Extract.
"""
KHARTOUM: A pick-up truck carrying dozens of people to a funeral in Sudan’s southern Kordofan region was hit by a drone strike, killing 40, a medical source at the local hospital told AFP on Wednesday.
Sudan has for nearly three years been gripped by a war between its regular army and the paramilitary Rapid Support Forces, killing tens of thousands and displacing millions more.
Kordofan is currently the fiercest battlefield, where near-daily drone strikes kill dozens at a time.
“Yesterday, 40 people, mostly women, were killed when their pick-up truck was hit by a drone strike on the road between Abu Zabad and El-Fula,” two towns in Sudan’s West Kordofan state, a medical source at Abu Zabad Hospital said, requesting anonymity for his safety.
“They were on their way to El-Fula for a funeral, which is why several members of the same family died,” Abu Zabad resident Hamad Abdallah added, saying they had all been “buried in the same place.”
Abdallah had on Sunday helped bury 20 people, including four relatives, after another drone strike blamed on the army hit the local market.
Neither Abdallah nor the medical source was able to say who launched the latest strike, which came just hours after another killed seven people including three children in the South Kordofan city of Dilling.
"""
What the task asks.
Extend the news report on the drone strike in Sudan's Kordofan region with a few more sentences after its final line.

Dataset extract.
"""
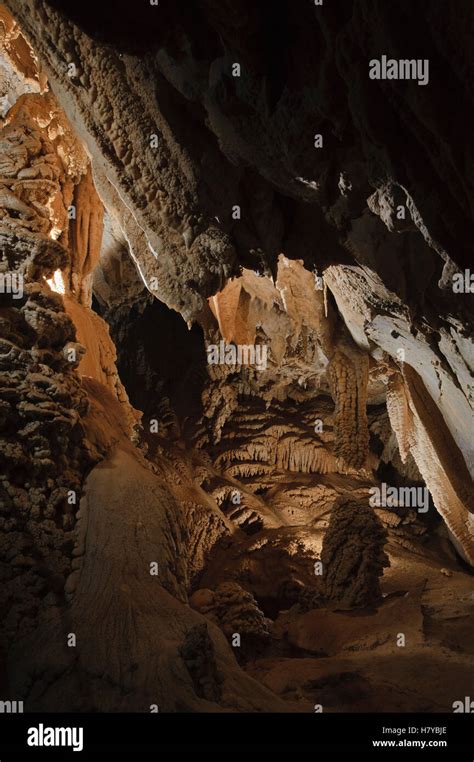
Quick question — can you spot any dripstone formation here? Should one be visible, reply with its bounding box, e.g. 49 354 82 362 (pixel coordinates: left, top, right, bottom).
0 0 474 712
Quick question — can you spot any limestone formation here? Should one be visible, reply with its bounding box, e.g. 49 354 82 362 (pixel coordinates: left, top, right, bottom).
0 0 474 712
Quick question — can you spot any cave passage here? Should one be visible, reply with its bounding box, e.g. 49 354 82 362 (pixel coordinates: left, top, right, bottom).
0 0 474 713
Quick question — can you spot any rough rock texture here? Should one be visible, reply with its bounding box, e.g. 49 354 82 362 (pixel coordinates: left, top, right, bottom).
321 498 389 608
0 0 474 711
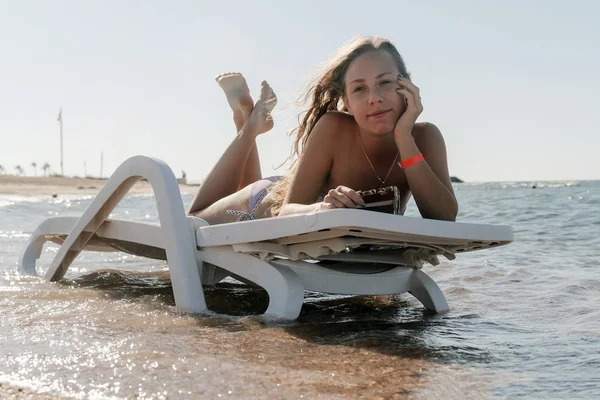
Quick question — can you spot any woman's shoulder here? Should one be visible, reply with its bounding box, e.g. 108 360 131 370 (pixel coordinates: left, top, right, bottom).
315 111 356 138
412 122 443 141
412 122 446 151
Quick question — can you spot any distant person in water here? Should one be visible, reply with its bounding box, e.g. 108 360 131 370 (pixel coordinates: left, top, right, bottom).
189 37 458 224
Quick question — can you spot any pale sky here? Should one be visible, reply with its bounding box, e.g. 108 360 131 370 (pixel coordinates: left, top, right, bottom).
0 0 600 181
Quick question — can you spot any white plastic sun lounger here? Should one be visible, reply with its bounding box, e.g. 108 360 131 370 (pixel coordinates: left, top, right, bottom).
19 156 513 319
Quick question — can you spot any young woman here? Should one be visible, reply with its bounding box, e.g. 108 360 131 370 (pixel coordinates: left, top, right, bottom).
189 37 458 224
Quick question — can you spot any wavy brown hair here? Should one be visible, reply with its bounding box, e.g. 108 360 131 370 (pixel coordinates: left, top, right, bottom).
271 36 410 215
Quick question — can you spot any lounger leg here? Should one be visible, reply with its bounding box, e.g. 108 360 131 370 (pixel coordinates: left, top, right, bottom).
19 230 46 276
19 217 77 276
41 156 206 312
201 246 304 319
409 269 450 314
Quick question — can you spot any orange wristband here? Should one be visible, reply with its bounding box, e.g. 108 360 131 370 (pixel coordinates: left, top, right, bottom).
398 153 425 168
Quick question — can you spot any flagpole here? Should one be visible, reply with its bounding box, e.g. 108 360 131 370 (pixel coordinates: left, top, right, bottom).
58 107 65 176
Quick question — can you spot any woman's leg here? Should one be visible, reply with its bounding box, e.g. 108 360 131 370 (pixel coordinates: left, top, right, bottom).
189 82 277 223
216 72 262 189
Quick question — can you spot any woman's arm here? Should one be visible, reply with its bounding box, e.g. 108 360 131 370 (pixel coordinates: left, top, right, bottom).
396 124 458 221
394 76 458 221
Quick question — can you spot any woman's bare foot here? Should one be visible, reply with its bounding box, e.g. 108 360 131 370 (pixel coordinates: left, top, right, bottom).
215 72 254 127
246 81 277 134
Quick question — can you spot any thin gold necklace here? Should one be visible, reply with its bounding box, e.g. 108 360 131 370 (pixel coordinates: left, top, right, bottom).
358 133 400 186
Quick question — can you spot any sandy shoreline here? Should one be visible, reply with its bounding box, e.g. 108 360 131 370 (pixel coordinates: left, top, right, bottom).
0 175 197 196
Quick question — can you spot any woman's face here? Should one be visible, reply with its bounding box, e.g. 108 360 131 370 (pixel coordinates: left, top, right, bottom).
344 50 406 134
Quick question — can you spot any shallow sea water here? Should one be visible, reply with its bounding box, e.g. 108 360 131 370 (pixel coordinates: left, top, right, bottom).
0 181 600 399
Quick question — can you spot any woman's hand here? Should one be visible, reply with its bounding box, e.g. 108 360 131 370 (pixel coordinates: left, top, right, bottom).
320 186 365 210
394 75 423 138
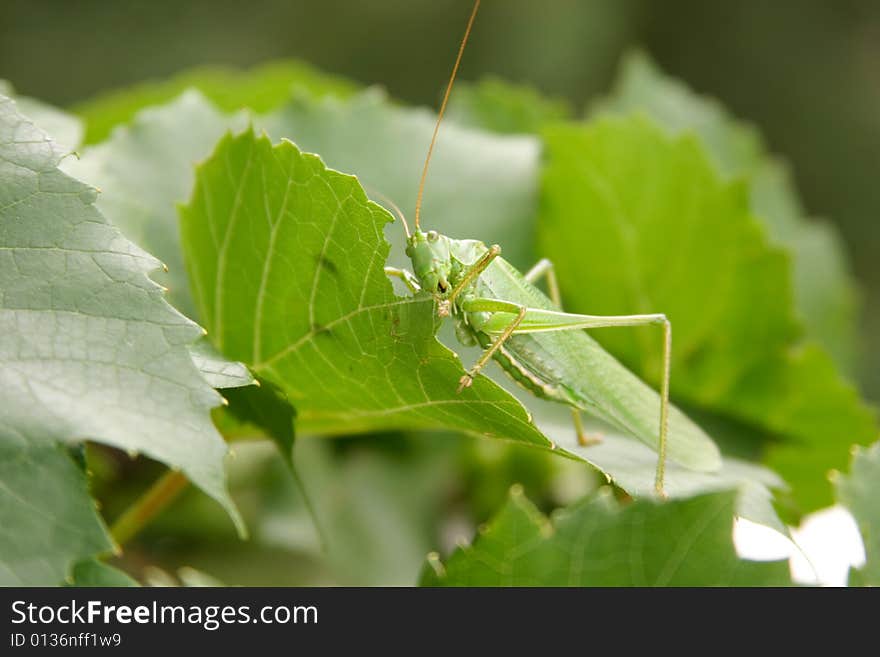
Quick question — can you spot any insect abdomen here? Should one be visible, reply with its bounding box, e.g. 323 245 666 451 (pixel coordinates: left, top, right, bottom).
478 333 567 403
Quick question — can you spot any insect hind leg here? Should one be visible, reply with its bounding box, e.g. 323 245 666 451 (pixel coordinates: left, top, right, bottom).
524 258 602 447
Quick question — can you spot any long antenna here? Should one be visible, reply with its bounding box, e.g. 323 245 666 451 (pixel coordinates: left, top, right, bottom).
415 0 480 231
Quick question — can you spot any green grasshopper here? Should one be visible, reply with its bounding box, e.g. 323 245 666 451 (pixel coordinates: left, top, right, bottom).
385 0 721 497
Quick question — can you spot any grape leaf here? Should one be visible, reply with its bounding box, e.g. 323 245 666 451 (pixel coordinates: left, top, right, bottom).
447 77 574 134
71 559 139 587
0 440 113 586
598 53 859 371
181 131 549 447
836 442 880 586
63 91 244 317
0 80 83 152
74 60 357 144
421 487 791 586
539 117 877 510
504 384 788 534
0 93 238 519
258 89 540 267
189 338 256 390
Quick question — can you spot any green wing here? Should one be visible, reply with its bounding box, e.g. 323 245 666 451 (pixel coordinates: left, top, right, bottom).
453 240 721 472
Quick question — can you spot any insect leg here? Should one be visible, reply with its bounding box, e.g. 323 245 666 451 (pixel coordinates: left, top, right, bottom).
458 299 528 392
524 258 562 310
440 244 501 317
523 258 602 447
385 267 422 294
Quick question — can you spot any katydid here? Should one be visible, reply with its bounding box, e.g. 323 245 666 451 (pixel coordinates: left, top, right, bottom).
386 0 721 497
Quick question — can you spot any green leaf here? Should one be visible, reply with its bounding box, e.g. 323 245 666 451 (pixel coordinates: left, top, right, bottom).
224 381 296 467
422 487 791 586
71 559 140 587
0 80 83 153
447 77 574 134
258 89 540 267
0 93 237 518
74 60 357 144
0 440 114 586
502 382 788 534
836 442 880 586
181 126 549 447
189 338 257 390
539 118 877 511
63 91 245 317
599 53 859 371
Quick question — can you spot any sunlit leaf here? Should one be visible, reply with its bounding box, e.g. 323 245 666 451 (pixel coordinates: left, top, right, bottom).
422 488 790 586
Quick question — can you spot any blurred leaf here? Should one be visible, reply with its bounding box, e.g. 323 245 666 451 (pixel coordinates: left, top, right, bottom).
0 80 83 153
258 89 539 267
181 131 549 447
539 118 876 511
223 381 296 466
447 77 574 134
72 559 140 587
422 488 791 586
254 433 456 586
0 440 113 586
598 53 859 371
0 99 237 532
836 442 880 586
74 60 358 144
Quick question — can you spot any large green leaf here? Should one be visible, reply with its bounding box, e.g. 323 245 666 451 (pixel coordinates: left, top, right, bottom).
0 93 237 518
0 440 113 586
74 60 357 144
259 89 539 267
539 118 876 510
599 54 858 370
836 442 880 586
181 131 549 447
63 91 245 317
71 559 138 588
422 488 791 586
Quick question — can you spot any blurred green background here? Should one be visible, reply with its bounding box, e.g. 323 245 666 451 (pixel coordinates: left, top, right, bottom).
0 0 880 584
0 0 880 400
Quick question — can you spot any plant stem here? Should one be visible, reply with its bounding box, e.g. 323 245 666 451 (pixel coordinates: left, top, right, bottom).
110 470 189 546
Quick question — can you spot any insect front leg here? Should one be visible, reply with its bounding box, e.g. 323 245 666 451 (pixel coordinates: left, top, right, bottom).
437 244 501 318
458 299 528 392
523 258 602 447
385 267 422 294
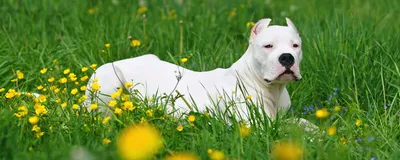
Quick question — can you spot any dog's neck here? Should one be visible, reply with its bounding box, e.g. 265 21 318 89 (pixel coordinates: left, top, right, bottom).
230 44 286 117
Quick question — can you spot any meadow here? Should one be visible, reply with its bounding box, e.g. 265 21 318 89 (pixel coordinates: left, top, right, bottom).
0 0 400 160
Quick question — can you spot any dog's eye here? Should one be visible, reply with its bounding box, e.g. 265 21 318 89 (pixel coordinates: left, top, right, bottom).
264 44 273 48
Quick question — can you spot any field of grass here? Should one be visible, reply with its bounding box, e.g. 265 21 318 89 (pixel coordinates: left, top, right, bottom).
0 0 400 160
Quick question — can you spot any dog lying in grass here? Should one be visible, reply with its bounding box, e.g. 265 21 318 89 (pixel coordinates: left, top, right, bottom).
86 18 316 130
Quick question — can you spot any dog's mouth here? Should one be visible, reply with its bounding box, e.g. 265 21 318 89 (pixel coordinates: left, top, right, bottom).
264 69 300 83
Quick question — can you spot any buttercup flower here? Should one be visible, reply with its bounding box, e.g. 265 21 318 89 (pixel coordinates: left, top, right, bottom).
315 108 329 118
188 115 196 122
117 124 163 159
131 39 140 47
28 116 39 125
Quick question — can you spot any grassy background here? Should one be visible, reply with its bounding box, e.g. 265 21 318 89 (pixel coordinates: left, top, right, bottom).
0 0 400 159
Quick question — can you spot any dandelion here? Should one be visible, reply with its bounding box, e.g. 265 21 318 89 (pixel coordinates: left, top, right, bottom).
209 150 226 160
131 39 140 47
92 82 100 92
124 82 133 88
63 68 71 74
181 58 188 63
71 88 78 95
117 124 163 159
239 125 251 137
164 152 200 160
81 67 88 72
356 119 362 126
79 86 87 91
327 126 336 136
58 77 68 84
114 108 122 115
272 142 303 160
17 70 25 79
40 68 47 74
47 77 55 83
176 125 183 132
90 103 99 111
72 104 79 110
102 116 110 124
90 64 97 69
61 102 67 108
315 108 329 119
28 116 39 125
108 100 117 107
146 109 153 117
188 115 196 123
246 22 255 28
103 138 111 146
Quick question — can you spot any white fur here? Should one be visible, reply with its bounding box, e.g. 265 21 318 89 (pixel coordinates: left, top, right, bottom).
86 19 302 120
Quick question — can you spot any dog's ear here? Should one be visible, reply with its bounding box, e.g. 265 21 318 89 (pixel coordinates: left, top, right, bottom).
286 18 299 34
250 18 271 42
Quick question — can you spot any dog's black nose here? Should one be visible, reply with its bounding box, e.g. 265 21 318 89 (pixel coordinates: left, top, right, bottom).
279 53 294 67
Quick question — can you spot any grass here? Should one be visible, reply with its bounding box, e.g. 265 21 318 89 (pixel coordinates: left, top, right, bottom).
0 0 400 159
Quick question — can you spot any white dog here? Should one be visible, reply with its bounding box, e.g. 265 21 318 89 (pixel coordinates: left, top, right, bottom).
86 18 310 126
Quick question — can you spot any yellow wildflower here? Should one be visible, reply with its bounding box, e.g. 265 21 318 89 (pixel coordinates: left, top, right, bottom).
272 142 303 160
108 100 117 107
131 39 140 47
117 124 163 159
246 22 254 28
103 138 111 146
146 109 153 117
123 101 135 111
17 70 25 79
81 67 89 72
176 125 183 132
6 89 18 99
32 125 40 132
181 58 188 63
327 126 336 136
72 104 79 110
92 82 100 92
40 68 47 74
71 88 78 95
164 152 200 160
63 68 71 74
239 125 251 137
47 77 54 83
114 108 122 115
124 82 133 88
104 43 110 48
188 115 196 122
315 108 329 118
209 150 226 160
90 64 97 69
356 119 362 126
102 116 110 124
90 103 99 111
333 106 341 112
28 116 39 125
81 76 89 82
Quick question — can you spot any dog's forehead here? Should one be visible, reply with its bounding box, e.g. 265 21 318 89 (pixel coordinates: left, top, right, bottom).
256 26 301 43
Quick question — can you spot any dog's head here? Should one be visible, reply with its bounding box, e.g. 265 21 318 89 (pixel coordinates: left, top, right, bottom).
249 18 302 83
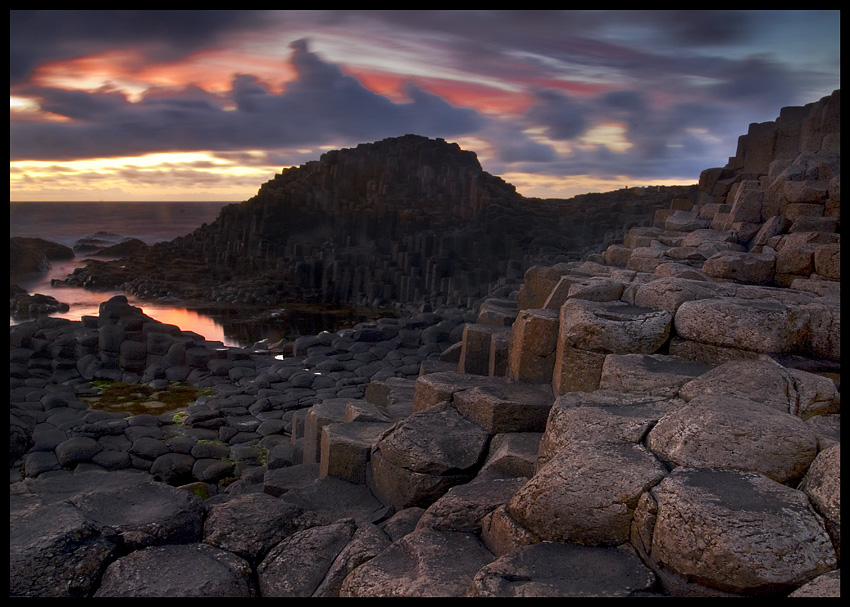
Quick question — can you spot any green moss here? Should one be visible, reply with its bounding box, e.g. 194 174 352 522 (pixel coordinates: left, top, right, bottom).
82 381 211 416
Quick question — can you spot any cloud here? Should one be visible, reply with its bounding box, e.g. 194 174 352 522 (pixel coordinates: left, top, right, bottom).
9 41 485 160
9 9 268 85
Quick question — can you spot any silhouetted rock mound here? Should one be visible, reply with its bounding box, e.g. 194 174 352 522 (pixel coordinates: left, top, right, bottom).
9 91 841 598
58 135 696 306
9 236 74 274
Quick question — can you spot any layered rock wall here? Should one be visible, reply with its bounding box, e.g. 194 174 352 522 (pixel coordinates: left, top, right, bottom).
61 135 696 306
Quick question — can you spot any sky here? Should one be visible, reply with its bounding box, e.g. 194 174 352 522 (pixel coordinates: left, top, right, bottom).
9 10 840 201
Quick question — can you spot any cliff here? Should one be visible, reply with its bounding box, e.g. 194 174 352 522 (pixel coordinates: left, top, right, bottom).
59 135 696 306
10 91 841 598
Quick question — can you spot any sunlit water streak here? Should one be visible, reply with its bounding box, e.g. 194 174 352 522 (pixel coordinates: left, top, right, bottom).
9 202 245 346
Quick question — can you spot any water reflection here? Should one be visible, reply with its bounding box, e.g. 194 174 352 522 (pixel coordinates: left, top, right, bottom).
9 260 393 347
9 260 242 346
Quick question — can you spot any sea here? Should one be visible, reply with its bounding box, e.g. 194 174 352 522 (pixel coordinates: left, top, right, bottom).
9 201 242 346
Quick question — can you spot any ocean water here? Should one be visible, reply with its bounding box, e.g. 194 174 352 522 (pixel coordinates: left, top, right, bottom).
9 201 242 346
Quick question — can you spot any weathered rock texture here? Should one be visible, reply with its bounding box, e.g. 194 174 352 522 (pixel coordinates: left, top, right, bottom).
10 92 841 597
59 135 696 306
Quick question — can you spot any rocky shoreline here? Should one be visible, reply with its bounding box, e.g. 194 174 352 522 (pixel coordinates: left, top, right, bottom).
10 91 841 597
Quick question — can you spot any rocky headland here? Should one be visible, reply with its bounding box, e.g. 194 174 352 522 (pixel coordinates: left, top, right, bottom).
10 91 841 597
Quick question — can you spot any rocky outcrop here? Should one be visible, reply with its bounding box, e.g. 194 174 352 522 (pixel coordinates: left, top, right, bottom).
10 92 841 597
59 135 696 307
9 236 74 275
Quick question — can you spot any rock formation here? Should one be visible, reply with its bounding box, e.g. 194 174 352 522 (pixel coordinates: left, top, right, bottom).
10 91 841 597
58 135 696 306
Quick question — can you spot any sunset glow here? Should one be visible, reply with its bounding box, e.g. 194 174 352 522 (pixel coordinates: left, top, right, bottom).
9 10 840 200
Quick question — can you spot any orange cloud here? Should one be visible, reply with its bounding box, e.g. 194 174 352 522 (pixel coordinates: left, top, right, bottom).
346 69 533 114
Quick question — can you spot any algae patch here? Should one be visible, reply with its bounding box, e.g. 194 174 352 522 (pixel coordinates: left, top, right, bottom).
82 381 209 422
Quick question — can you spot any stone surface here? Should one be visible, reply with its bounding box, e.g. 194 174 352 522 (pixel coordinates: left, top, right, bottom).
95 544 256 598
469 542 655 598
636 468 836 595
340 527 494 597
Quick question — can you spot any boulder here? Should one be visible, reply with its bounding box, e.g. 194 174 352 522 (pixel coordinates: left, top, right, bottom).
679 360 839 419
647 394 817 483
257 520 357 597
367 403 490 509
552 299 672 395
481 432 543 477
507 441 667 546
508 309 558 383
319 422 393 484
313 523 392 597
537 390 682 467
203 493 303 565
674 297 807 353
800 443 841 560
9 495 121 598
702 251 776 284
452 378 554 434
417 474 527 534
632 468 837 596
340 527 495 597
599 354 711 396
94 544 256 598
468 542 655 598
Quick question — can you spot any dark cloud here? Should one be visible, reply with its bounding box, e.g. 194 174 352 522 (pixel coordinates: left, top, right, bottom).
10 10 840 192
9 42 484 160
526 90 591 140
9 10 268 85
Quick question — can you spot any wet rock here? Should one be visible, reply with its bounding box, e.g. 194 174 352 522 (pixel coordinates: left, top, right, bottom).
468 542 655 597
94 544 256 598
340 527 494 597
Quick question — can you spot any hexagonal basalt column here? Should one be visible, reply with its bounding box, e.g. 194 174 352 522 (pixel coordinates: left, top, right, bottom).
552 299 673 395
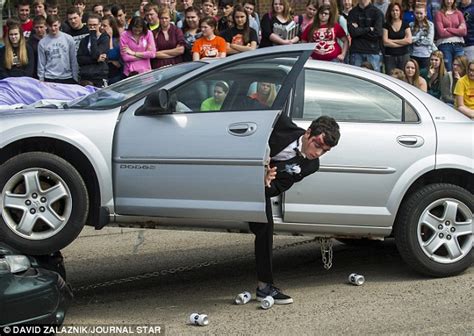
"""
Answer box.
- Deadly drones -

The Kordofan region, home to oil deposits, arable land and the RSF’s most powerful paramilitary allies, connects the RSF’s strongholds in the Darfur region with the country’s army-controlled east.
The RSF controls West Kordofan and has for months pushed eastwards, in an attempt to recapture Sudan’s central corridor.
The army has pushed back, breaking paramilitary sieges on two key cities and attempting to cut off the RSF’s supply link with Darfur.
In their battle for territory, both sides have relied on advanced drone warfare, drawing frequent condemnation from the United Nations and suggesting healthy supply routes from their foreign backers.
An army drone strike on Sunday on the South Darfur state capital Nyala killed 11 people and wounded 20, according to Doctors Without Borders (MSF).
The local RSF-allied administration said the army attack had struck a market in the city, where the paramilitary has declared a parallel government.
MSF said “drone strikes are being carried out in all areas of Sudan, by all warring parties, with civilians being killed and injured.”
Since the war broke out in April 2023, both sides have been accused of war crimes including targeting civilians and indiscriminately shelling residential areas.